RECORDS SHOWN
________

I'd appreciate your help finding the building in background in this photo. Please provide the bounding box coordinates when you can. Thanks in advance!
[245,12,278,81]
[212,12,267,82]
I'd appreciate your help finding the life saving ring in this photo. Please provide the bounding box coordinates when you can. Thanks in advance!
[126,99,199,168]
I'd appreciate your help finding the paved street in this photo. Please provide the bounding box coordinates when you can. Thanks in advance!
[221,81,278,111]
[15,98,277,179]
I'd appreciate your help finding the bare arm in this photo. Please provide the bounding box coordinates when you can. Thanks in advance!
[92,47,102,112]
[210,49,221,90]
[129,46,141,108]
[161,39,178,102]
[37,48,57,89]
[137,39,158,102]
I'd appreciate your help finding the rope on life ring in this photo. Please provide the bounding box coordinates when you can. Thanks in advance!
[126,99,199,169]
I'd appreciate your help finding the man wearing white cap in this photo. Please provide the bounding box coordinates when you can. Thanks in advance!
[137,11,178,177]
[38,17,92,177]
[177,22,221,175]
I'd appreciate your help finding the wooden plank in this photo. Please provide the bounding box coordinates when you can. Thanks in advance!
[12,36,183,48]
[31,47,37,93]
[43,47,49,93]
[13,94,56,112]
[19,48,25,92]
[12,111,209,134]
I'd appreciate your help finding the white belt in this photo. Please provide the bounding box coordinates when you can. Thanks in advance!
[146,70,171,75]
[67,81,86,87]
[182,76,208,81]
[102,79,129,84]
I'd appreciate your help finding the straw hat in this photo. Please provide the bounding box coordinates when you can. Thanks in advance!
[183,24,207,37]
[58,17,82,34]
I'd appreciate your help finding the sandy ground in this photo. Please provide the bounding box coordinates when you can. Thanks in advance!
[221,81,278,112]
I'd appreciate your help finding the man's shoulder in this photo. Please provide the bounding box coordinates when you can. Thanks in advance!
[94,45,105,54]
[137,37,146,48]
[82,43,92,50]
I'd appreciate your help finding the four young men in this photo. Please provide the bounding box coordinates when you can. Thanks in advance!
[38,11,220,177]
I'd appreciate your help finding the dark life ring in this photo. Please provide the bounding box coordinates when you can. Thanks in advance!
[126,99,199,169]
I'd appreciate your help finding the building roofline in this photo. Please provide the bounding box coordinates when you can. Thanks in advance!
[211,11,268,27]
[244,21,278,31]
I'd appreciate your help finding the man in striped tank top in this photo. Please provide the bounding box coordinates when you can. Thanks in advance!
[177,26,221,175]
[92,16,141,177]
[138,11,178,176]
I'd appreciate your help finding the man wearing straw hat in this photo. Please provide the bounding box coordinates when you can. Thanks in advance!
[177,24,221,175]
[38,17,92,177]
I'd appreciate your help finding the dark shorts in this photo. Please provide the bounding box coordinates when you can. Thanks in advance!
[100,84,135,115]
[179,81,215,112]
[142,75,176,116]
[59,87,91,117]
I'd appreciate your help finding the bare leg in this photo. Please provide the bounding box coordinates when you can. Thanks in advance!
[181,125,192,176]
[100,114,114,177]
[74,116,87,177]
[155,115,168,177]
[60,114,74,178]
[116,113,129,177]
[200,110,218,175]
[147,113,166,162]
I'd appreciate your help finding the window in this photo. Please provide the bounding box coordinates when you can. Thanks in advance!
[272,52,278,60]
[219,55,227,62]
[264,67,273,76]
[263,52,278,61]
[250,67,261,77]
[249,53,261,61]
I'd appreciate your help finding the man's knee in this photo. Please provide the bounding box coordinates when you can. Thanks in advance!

________

DIRECTIONS
Rewrite all the rows above, replacing "straw hat" with "sun hat" everywhere it occurs. Leave everything else unchanged.

REPLY TO THE TASK
I'd appreciate your help finding the building in background in this photo. Please provide the bounding box coordinates when you can. Thanks in advance!
[245,12,278,81]
[212,12,267,82]
I'd appreciate your help finding the life saving ring in this photo. Please provide the bounding box coordinates when you can. Thanks in advance!
[126,99,199,168]
I'd appreciate your help finding the paved street in this photo. Please provide the bounding box coordinates when you can. Thanks in advance!
[221,81,278,111]
[15,98,277,179]
I'd appreciate your help finding the bare arm in this photo. Please provide the bounding box coordinates when you can. Thanks in advance!
[92,47,102,112]
[210,49,221,90]
[129,46,141,108]
[161,39,178,102]
[37,48,57,89]
[137,39,158,102]
I'd appreciate your help finding the rope on life ring in this photo. Please provide the bounding box coordinates when you can. Thanks in advance!
[126,99,199,169]
I'd appreciate your help finding the man wearing white cap in this photo. Please provide the bounding box coordinates when you can. Thanks in advance!
[137,11,178,177]
[38,17,92,177]
[177,22,221,175]
I'd appreciate your help finding the wooden plank in this photo. Please provide the bounding box coordinates when you can. Thanks in advance!
[12,36,183,48]
[31,47,37,93]
[43,47,49,93]
[13,94,56,112]
[19,48,25,92]
[12,111,209,134]
I'd appreciate your help finding the white belt in this photo. Please provide the bounding box coordinates when you can. Thanks in advance!
[146,70,171,75]
[67,81,86,87]
[182,76,208,81]
[102,79,129,84]
I'd appreciate your help finding the sun hat in this photo. Please provide the bounding box coordinates when you can. Thanks in advance!
[183,24,207,37]
[58,17,82,34]
I'd appreciate your help finding the sandy ground in this photo. Please provide the bounding box coordinates when you can. Thanks in advance!
[221,81,278,112]
I'd appreciate your help finding the man's shoulder in this photo. Please provide the bounding box coordinates when you can. Thanks in advance!
[94,45,105,54]
[137,37,146,48]
[82,43,92,50]
I'd appreciate your help finding the four young men in this photo. Please provide the bounding box coordinates when you can. Thanks in advance!
[38,11,220,177]
I'd appreciate your help finding the dark life ring in this photo. Please provide the bounding box coordinates when you can. Thanks in advance!
[126,99,199,169]
I'd appreciate your help finding the building roofline in this photo. Please provide the bounding box coordinates when you can. Thanks in advance!
[211,11,268,27]
[244,21,278,31]
I'd appreciate your help finding the man in striped tank top in this photo. Please provide the bounding box coordinates when you can. Thanks in advance!
[177,26,221,175]
[92,16,141,177]
[138,11,178,176]
I'd appreciate your help finding the man wearing sun hat in this photo. Please provide the bounding box coordinates when you can. Thanks in advance!
[177,24,221,175]
[38,17,92,177]
I'd appreciate your help finding the dark shorts in this photo. Please provide the bounding box coordinates when you can. Thanks in advance!
[100,84,135,115]
[179,81,215,112]
[142,75,176,116]
[59,87,91,117]
I'd appreciate your help finding the bare leg in this photo. Please provide the bounding box coordinates when you can. Thanks in advance!
[181,125,192,176]
[100,114,114,177]
[74,116,87,177]
[155,115,168,177]
[60,114,74,178]
[116,113,129,177]
[200,110,218,175]
[147,113,166,162]
I'd appreciate your help finding the window in this photo. Please provide the bounding box coordinates when you can. Thanks in advance!
[272,52,278,60]
[219,55,227,62]
[264,67,273,76]
[263,52,278,61]
[250,67,261,77]
[249,53,261,61]
I'd appreciate your help finding the man's knee in this photo. Please provide the bounding box coordinates when you can. Thanks in advance!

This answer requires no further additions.